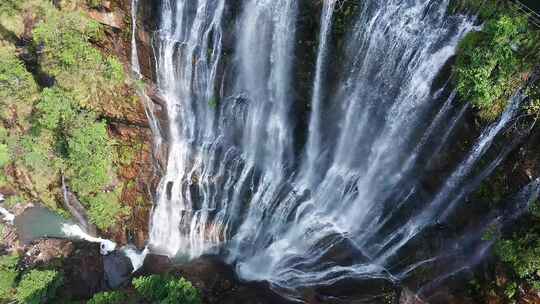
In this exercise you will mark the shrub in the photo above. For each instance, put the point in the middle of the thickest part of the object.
(56, 109)
(491, 63)
(8, 274)
(522, 253)
(113, 297)
(9, 7)
(153, 287)
(181, 291)
(38, 286)
(68, 55)
(90, 154)
(167, 290)
(17, 86)
(4, 155)
(104, 209)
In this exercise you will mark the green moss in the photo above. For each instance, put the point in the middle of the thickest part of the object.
(38, 286)
(8, 275)
(90, 153)
(17, 86)
(104, 209)
(491, 64)
(113, 297)
(166, 289)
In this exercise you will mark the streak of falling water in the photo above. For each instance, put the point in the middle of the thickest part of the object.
(313, 152)
(233, 183)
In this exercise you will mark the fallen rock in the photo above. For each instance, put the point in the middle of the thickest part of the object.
(83, 271)
(118, 269)
(112, 19)
(409, 297)
(44, 251)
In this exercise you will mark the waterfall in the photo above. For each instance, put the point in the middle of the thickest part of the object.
(241, 181)
(313, 152)
(75, 231)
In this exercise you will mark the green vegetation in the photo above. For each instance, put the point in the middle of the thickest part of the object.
(105, 209)
(166, 290)
(8, 275)
(496, 61)
(9, 7)
(522, 253)
(57, 130)
(112, 297)
(38, 286)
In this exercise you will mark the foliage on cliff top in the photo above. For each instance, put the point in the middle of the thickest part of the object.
(166, 289)
(494, 63)
(38, 286)
(8, 275)
(111, 297)
(57, 132)
(63, 40)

• [TASK INSTRUCTIONS]:
Without the pictures, transcribe the listing above exactly.

• [TASK RESULT]:
In this exercise you will mark the shrub in the photo above. For each instance, put the point in the middle of the thickest part of the object.
(56, 109)
(491, 63)
(8, 274)
(522, 253)
(113, 297)
(9, 7)
(153, 287)
(181, 291)
(38, 286)
(68, 55)
(90, 154)
(167, 290)
(17, 86)
(4, 155)
(104, 209)
In this exercise you will mark the green moss in the photo above. For each instance, put the point in the middle of the thickest part of the object.
(38, 286)
(8, 275)
(90, 153)
(17, 86)
(104, 209)
(491, 64)
(113, 297)
(166, 289)
In this exercise you will mark the streak of falling water in the photo above. For each instance, put the point in the middle of the thickest part of the object.
(313, 152)
(233, 183)
In this exercise you will mark the fallen rock in the photo above. For each instance, put the point in the middle of the thickest part of the object.
(83, 271)
(118, 269)
(112, 19)
(409, 297)
(44, 251)
In this exercise you will mark the waterfall in the photo above. For each instance, put the point in the middle of the thickest part of the object.
(241, 181)
(313, 152)
(75, 231)
In this exercise you will mark the green vegetation in the photo above. For each instance, put the point in the middle of the thickest part of the object.
(105, 209)
(166, 290)
(8, 275)
(496, 61)
(9, 7)
(522, 253)
(57, 130)
(112, 297)
(38, 286)
In this exercise you will mark the foliage on cliff top in the photo above. For each instance, put the point in the middle of the thickest part of the object.
(166, 289)
(494, 63)
(38, 286)
(8, 275)
(111, 297)
(57, 132)
(63, 40)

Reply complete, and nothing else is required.